# Start of Provided material

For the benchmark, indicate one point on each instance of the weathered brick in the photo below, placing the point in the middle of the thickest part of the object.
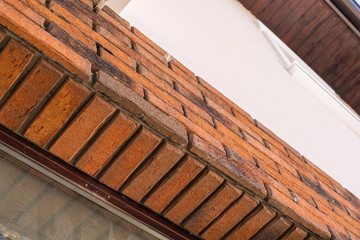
(13, 60)
(149, 174)
(109, 12)
(296, 234)
(180, 66)
(102, 149)
(253, 224)
(28, 95)
(274, 229)
(140, 107)
(152, 57)
(28, 12)
(163, 104)
(133, 154)
(233, 167)
(56, 112)
(161, 82)
(116, 38)
(170, 187)
(114, 60)
(37, 36)
(232, 216)
(296, 212)
(148, 41)
(212, 208)
(193, 197)
(71, 15)
(82, 128)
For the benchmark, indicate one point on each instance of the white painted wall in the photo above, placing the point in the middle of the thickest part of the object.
(218, 40)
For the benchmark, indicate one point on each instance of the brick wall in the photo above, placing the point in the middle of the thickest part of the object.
(89, 88)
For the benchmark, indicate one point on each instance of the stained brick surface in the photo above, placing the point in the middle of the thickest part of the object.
(28, 95)
(79, 131)
(13, 60)
(154, 131)
(56, 112)
(130, 158)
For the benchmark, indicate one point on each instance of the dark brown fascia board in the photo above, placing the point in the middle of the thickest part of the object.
(57, 166)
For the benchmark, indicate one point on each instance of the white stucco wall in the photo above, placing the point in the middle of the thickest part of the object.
(219, 41)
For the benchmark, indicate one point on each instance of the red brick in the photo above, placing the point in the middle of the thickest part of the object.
(28, 12)
(28, 95)
(132, 102)
(114, 59)
(149, 174)
(232, 216)
(158, 80)
(298, 213)
(50, 46)
(233, 167)
(148, 41)
(115, 16)
(163, 104)
(253, 224)
(274, 229)
(187, 88)
(296, 234)
(182, 74)
(117, 38)
(193, 197)
(152, 57)
(183, 68)
(56, 112)
(2, 35)
(13, 60)
(173, 184)
(73, 17)
(212, 208)
(102, 149)
(133, 154)
(82, 128)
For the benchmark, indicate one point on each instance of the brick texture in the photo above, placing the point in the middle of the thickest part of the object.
(84, 85)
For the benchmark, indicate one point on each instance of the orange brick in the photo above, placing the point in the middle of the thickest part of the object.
(56, 112)
(161, 82)
(170, 187)
(296, 212)
(82, 128)
(193, 197)
(181, 73)
(133, 154)
(114, 60)
(2, 35)
(212, 208)
(115, 16)
(117, 38)
(28, 12)
(50, 46)
(13, 60)
(163, 104)
(274, 229)
(296, 234)
(28, 95)
(180, 66)
(72, 15)
(253, 224)
(152, 57)
(101, 150)
(138, 106)
(148, 41)
(232, 216)
(149, 174)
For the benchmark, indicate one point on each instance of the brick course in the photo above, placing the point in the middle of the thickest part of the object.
(100, 95)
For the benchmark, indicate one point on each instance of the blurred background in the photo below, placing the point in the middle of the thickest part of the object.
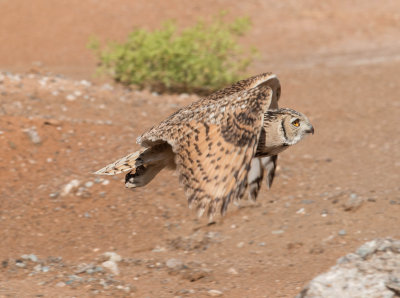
(338, 62)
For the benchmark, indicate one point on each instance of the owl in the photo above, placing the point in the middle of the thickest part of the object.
(221, 145)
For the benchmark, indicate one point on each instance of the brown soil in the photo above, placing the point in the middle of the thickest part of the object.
(337, 62)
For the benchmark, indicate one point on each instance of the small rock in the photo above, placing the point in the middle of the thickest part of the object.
(174, 264)
(30, 257)
(112, 256)
(20, 263)
(112, 266)
(353, 202)
(240, 244)
(215, 293)
(54, 195)
(33, 135)
(70, 186)
(232, 271)
(89, 184)
(85, 83)
(278, 232)
(307, 202)
(70, 97)
(159, 249)
(301, 211)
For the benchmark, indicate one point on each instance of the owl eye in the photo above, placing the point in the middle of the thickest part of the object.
(296, 123)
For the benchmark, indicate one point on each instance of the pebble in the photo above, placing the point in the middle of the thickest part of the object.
(30, 257)
(89, 184)
(353, 202)
(85, 83)
(20, 264)
(33, 135)
(112, 266)
(301, 211)
(70, 186)
(174, 264)
(307, 202)
(112, 256)
(215, 293)
(54, 195)
(159, 249)
(232, 271)
(277, 232)
(70, 97)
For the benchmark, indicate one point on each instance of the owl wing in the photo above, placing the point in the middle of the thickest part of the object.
(214, 142)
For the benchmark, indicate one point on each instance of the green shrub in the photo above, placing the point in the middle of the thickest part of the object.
(198, 59)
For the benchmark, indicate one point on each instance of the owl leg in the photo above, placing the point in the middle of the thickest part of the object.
(254, 178)
(269, 165)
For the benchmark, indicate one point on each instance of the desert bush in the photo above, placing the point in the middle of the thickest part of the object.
(198, 59)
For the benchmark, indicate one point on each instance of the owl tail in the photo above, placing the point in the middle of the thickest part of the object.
(143, 165)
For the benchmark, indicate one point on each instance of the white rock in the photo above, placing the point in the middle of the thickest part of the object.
(112, 266)
(174, 264)
(112, 256)
(70, 97)
(69, 187)
(232, 271)
(215, 293)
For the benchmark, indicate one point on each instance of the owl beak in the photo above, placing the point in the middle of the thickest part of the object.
(310, 130)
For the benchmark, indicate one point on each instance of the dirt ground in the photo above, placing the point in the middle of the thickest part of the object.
(338, 62)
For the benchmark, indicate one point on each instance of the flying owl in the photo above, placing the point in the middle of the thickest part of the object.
(221, 145)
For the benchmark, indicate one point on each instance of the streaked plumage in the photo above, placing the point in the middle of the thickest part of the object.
(220, 145)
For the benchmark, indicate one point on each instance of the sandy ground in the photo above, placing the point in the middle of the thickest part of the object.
(338, 63)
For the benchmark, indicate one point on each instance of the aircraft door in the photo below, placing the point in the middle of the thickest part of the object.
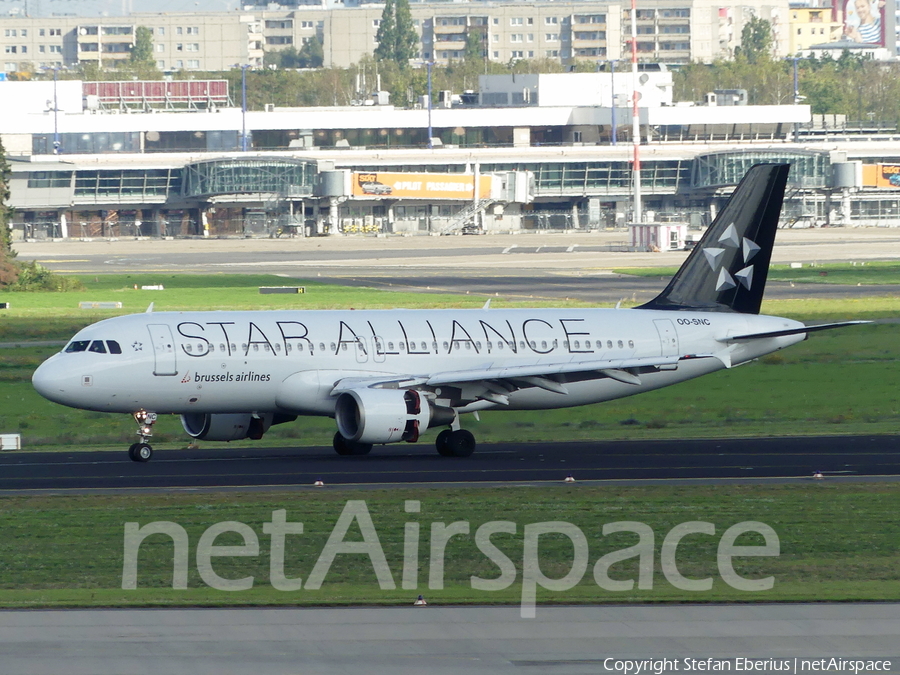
(361, 352)
(163, 349)
(668, 338)
(377, 349)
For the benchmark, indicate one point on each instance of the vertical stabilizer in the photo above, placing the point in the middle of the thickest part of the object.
(727, 269)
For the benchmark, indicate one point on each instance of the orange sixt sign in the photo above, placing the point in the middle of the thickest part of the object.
(881, 175)
(420, 185)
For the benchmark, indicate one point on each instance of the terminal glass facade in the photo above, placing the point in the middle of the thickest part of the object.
(241, 176)
(127, 185)
(808, 169)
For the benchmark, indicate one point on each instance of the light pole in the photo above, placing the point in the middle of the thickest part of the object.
(430, 142)
(244, 67)
(612, 88)
(56, 143)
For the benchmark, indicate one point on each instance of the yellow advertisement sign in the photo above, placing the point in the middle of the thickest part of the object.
(419, 185)
(881, 175)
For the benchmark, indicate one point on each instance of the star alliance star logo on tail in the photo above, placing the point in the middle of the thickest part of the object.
(714, 256)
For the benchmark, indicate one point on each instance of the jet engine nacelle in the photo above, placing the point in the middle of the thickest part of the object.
(386, 415)
(226, 427)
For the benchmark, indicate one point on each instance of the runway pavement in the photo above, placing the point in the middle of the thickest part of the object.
(516, 463)
(781, 639)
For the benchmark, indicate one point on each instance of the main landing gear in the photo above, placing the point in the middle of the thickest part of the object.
(344, 447)
(142, 451)
(455, 443)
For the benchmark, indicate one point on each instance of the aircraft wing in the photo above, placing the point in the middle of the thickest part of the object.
(790, 331)
(494, 384)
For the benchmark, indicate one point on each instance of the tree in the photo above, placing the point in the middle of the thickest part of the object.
(397, 38)
(143, 47)
(407, 41)
(756, 41)
(386, 36)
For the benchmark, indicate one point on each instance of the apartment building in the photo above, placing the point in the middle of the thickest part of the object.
(196, 41)
(670, 31)
(813, 26)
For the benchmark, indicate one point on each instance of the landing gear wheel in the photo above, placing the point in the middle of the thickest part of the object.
(461, 443)
(344, 447)
(140, 452)
(442, 443)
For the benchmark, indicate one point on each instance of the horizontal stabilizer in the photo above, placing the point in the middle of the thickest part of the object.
(790, 331)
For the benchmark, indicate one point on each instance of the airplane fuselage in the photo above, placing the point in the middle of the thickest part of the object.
(290, 361)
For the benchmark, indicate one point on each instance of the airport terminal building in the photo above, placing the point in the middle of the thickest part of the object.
(527, 153)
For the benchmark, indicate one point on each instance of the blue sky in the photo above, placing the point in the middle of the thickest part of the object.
(110, 7)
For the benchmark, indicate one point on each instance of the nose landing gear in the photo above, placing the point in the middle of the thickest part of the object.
(142, 450)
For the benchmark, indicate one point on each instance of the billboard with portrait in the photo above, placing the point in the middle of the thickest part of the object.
(864, 21)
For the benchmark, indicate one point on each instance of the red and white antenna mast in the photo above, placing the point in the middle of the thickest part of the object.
(635, 118)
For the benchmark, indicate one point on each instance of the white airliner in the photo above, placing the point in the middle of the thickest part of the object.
(388, 375)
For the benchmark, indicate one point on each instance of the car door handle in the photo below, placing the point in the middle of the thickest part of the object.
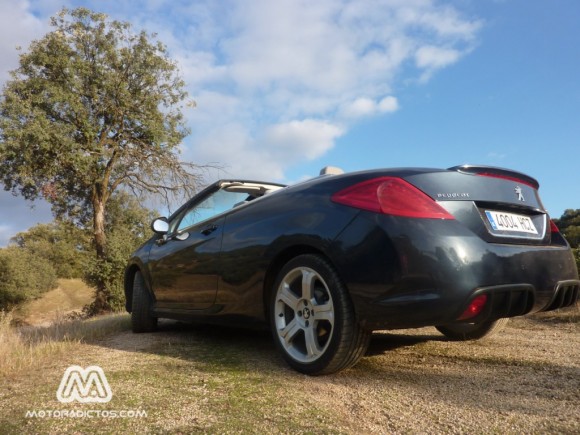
(208, 230)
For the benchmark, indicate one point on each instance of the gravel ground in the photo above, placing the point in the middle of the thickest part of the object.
(216, 380)
(525, 380)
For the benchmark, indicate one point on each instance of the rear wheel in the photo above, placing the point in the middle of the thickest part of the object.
(313, 320)
(142, 319)
(472, 331)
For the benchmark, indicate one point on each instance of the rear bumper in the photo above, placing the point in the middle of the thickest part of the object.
(411, 273)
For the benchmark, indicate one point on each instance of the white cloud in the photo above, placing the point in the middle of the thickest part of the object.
(18, 27)
(367, 107)
(431, 57)
(307, 139)
(276, 83)
(279, 64)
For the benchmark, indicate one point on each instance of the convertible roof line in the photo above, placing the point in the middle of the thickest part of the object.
(331, 170)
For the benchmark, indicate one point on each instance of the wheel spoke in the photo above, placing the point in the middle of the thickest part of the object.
(308, 279)
(286, 296)
(324, 312)
(311, 342)
(289, 331)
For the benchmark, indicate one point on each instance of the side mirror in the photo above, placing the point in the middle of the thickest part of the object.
(160, 226)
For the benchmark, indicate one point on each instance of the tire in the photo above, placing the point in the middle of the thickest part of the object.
(313, 319)
(142, 319)
(473, 331)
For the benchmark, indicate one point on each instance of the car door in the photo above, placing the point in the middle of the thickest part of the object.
(185, 264)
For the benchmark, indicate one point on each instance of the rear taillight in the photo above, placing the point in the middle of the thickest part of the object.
(474, 308)
(391, 195)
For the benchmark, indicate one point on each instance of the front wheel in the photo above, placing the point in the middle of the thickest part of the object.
(142, 319)
(313, 320)
(472, 331)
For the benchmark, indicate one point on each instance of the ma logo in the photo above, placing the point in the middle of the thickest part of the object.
(84, 385)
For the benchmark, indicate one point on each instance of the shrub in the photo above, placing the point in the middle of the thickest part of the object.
(23, 276)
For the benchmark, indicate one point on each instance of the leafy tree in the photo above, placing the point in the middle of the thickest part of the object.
(62, 243)
(92, 108)
(127, 227)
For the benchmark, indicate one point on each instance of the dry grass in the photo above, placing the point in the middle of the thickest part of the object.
(207, 379)
(29, 347)
(70, 295)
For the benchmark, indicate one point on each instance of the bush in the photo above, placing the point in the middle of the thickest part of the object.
(23, 276)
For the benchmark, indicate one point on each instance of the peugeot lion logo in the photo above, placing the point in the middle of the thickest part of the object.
(518, 190)
(84, 385)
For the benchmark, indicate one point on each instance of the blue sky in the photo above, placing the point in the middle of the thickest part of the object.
(284, 88)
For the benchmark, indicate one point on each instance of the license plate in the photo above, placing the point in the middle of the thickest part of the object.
(510, 222)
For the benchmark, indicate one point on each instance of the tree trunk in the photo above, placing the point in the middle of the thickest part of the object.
(101, 303)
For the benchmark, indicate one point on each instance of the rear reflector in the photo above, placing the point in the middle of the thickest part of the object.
(393, 196)
(474, 308)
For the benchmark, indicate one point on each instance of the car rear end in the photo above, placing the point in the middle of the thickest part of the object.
(470, 243)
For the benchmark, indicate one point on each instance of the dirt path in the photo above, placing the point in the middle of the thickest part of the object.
(218, 380)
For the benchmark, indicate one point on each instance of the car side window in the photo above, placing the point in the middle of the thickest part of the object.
(213, 205)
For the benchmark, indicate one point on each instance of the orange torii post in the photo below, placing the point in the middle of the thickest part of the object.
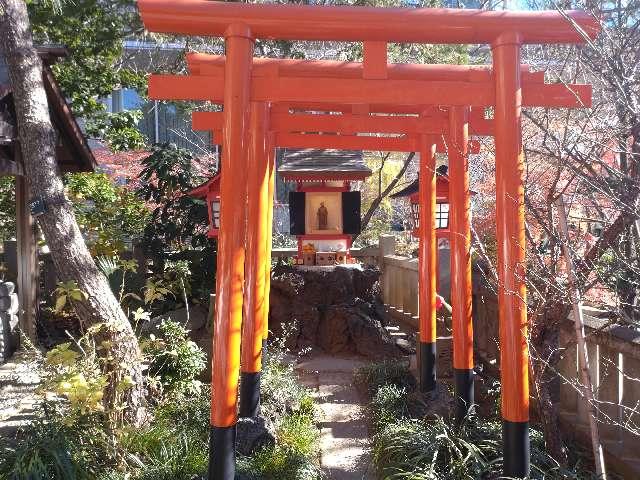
(504, 31)
(460, 238)
(256, 260)
(284, 123)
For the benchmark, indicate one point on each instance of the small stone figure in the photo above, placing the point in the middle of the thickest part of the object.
(323, 215)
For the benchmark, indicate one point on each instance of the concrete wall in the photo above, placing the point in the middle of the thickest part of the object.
(614, 362)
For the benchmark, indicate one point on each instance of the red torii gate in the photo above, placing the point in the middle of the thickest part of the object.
(506, 31)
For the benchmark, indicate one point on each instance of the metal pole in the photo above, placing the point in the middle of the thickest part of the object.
(231, 255)
(583, 352)
(427, 263)
(255, 264)
(512, 306)
(460, 235)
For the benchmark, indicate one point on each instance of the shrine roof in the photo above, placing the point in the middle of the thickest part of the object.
(210, 186)
(72, 152)
(325, 164)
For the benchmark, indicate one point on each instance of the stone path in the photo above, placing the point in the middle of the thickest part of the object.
(343, 430)
(19, 380)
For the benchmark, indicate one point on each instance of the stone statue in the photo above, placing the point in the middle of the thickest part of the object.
(323, 215)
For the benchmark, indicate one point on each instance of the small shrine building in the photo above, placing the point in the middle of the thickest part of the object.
(324, 208)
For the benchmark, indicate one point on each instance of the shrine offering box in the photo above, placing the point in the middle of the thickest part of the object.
(309, 258)
(325, 258)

# End of Provided material

Given instruction: Copy the part of the material above that opens with the line containing "of the concrete" and closes with the last line of the material, including both of those lines.

Exercise answer:
For the benchmark, indicate one point on each instance of the concrete wall in the photo above, placing the point in the middle of the thickest part of the object.
(614, 362)
For the benchmark, indicate one point on each instance of the red torii gate in the photo above, placing the point in the middle of the thickest part of the object.
(506, 31)
For the benchmark, indicate one point on each instance of the metal pole in the photo above, placing the point in the middle of the thickest part of the object.
(231, 255)
(583, 352)
(427, 263)
(255, 264)
(512, 306)
(460, 235)
For the benchmark, indicate one point on each instance of the shrine roof in the photo above, placing the point in the middle of the thickest part of the object.
(210, 186)
(72, 152)
(325, 164)
For the benchmark, indicate one point on each instance of the stone path in the photo above, placing the point in the middle of the thickest part of the object.
(343, 430)
(19, 380)
For the benchmark, indicate one point on each instance of the stone statue in the photo above, placing the point in the middle of the thickest part of the object.
(323, 215)
For the benchmark, indicate one point on each instance of the small shrine building in the photo above, placing the point in the middle of the thickest part of the object.
(324, 208)
For the benchmark, indicate one point on each instance of the shrine offering box in the photo above, placing the point in the middle of the thickest part of the object.
(309, 258)
(325, 258)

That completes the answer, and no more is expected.